HOMILÍA DEL SANTO PADRE BENEDICTO XVI
EN LABEATIFICACIÓN DE JUAN PABLO II
1 de mayo de 2011
Queridos hermanos y
hermanas:
Hace seis años nos
encontrábamos en esta Plaza para celebrar los funerales del Papa Juan Pablo II.
El dolor por su pérdida era profundo, pero más grande todavía era el sentido de
una inmensa gracia que envolvía a Roma y al mundo entero, gracia que era fruto
de toda la vida de mi amado Predecesor y, especialmente, de su testimonio en el
sufrimiento. Ya en aquel día percibíamos el perfume de su santidad, y el Pueblo
de Dios manifestó de muchas maneras su veneración hacia él. Por eso, he querido
que, respetando debidamente la normativa de la Iglesia, la causa de su
beatificación procediera con razonable rapidez. Y he aquí que el día esperado
ha llegado; ha llegado pronto, porque así lo ha querido el Señor: Juan Pablo II
es beato.

Consignas:
• A. Devuelve sin ningún cambio todo lo que va en la homilía desde "HOMILÍA DEL SANTO" hasta "Juan Pablo II.".
• B. Enumera los lugares que se nombran en la homilía.
Para resolver, apóyate únicamente en la homilía.

Material:
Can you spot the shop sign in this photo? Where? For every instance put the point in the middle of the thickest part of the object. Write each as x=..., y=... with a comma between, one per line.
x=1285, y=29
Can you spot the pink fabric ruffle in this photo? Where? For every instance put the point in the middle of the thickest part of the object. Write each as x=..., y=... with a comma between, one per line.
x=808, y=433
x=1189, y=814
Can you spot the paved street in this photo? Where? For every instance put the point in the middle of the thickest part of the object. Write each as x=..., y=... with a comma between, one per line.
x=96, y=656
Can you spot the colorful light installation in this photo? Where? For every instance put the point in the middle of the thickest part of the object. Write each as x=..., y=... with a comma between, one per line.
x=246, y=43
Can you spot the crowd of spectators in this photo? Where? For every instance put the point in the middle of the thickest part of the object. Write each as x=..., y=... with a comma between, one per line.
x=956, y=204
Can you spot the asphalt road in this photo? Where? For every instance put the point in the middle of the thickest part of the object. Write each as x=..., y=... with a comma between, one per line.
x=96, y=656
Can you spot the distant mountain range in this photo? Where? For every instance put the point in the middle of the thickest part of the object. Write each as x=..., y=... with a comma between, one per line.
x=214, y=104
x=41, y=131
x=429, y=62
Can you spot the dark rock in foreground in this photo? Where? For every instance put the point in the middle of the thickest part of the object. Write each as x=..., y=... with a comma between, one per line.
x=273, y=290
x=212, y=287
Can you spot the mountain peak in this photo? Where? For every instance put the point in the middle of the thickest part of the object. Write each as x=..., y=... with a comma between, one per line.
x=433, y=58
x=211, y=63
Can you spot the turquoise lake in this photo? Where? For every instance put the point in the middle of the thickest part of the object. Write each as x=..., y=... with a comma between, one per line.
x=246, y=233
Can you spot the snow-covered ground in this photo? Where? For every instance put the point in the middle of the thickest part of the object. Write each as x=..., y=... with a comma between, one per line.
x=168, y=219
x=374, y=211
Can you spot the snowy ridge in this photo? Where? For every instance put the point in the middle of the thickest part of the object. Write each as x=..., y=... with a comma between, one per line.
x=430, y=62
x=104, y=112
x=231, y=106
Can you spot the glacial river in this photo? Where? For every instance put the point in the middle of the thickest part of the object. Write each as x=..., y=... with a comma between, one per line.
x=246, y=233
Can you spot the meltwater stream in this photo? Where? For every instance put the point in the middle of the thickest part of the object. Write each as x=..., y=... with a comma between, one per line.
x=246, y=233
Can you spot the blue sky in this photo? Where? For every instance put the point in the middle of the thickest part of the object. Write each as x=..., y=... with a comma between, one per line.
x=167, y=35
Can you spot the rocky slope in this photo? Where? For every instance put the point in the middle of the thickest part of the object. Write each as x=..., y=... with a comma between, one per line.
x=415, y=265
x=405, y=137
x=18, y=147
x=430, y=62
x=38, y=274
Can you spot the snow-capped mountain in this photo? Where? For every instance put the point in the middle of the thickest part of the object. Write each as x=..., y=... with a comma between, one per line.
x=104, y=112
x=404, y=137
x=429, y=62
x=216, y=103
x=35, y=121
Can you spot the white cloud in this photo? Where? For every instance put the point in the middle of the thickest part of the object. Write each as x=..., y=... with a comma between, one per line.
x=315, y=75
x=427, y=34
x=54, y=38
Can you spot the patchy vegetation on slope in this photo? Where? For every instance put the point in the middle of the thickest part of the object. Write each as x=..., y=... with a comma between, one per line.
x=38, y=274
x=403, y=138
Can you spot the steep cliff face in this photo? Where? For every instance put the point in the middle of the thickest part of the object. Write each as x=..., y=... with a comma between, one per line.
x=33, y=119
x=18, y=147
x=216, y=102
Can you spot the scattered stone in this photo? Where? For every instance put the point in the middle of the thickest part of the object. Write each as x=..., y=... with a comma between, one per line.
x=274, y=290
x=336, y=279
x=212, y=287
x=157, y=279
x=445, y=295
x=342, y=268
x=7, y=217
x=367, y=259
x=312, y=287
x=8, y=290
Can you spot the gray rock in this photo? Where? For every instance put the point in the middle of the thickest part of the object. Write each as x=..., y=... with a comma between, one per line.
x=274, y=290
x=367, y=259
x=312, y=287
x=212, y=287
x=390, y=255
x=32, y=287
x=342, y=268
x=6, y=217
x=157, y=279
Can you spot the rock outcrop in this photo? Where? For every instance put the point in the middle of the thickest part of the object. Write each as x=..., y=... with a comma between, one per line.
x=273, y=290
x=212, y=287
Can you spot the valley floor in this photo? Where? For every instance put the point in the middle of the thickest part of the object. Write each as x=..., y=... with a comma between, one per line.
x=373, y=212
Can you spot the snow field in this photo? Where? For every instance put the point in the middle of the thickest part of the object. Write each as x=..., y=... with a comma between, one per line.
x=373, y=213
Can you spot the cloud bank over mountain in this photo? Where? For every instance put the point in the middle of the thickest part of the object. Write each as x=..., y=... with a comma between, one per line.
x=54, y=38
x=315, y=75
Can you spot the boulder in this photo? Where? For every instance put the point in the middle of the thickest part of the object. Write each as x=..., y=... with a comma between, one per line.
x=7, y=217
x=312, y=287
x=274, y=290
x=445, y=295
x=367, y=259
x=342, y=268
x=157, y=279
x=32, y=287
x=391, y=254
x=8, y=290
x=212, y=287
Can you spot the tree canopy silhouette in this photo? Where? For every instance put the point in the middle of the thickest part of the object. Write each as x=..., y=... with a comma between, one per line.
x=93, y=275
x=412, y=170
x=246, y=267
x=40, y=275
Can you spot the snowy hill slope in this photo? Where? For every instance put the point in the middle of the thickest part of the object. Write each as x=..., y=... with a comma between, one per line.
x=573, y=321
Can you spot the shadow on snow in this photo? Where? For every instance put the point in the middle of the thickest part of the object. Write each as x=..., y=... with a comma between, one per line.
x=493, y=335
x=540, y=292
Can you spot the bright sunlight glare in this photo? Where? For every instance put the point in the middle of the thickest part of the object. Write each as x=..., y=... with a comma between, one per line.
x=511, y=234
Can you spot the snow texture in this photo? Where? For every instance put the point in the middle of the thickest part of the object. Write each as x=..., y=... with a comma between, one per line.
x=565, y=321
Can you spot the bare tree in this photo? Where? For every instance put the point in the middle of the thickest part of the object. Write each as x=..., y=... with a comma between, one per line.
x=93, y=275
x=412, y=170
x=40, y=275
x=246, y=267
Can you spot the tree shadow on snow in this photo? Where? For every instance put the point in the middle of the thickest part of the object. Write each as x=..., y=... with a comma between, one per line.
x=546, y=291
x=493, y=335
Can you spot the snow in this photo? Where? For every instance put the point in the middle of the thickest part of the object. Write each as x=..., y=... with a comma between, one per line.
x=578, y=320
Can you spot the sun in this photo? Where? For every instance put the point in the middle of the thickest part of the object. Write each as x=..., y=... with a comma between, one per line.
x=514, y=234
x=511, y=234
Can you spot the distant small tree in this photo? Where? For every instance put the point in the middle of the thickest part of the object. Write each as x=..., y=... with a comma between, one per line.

Respuestas:
• A.
HOMILÍA DEL SANTO PADRE BENEDICTO XVI
EN LABEATIFICACIÓN DE JUAN PABLO II
1 de mayo de 2011
Queridos hermanos y
hermanas:
Hace seis años nos
encontrábamos en esta Plaza para celebrar los funerales del Papa Juan Pablo II.

• B. esta Plaza, Roma, el mundo entero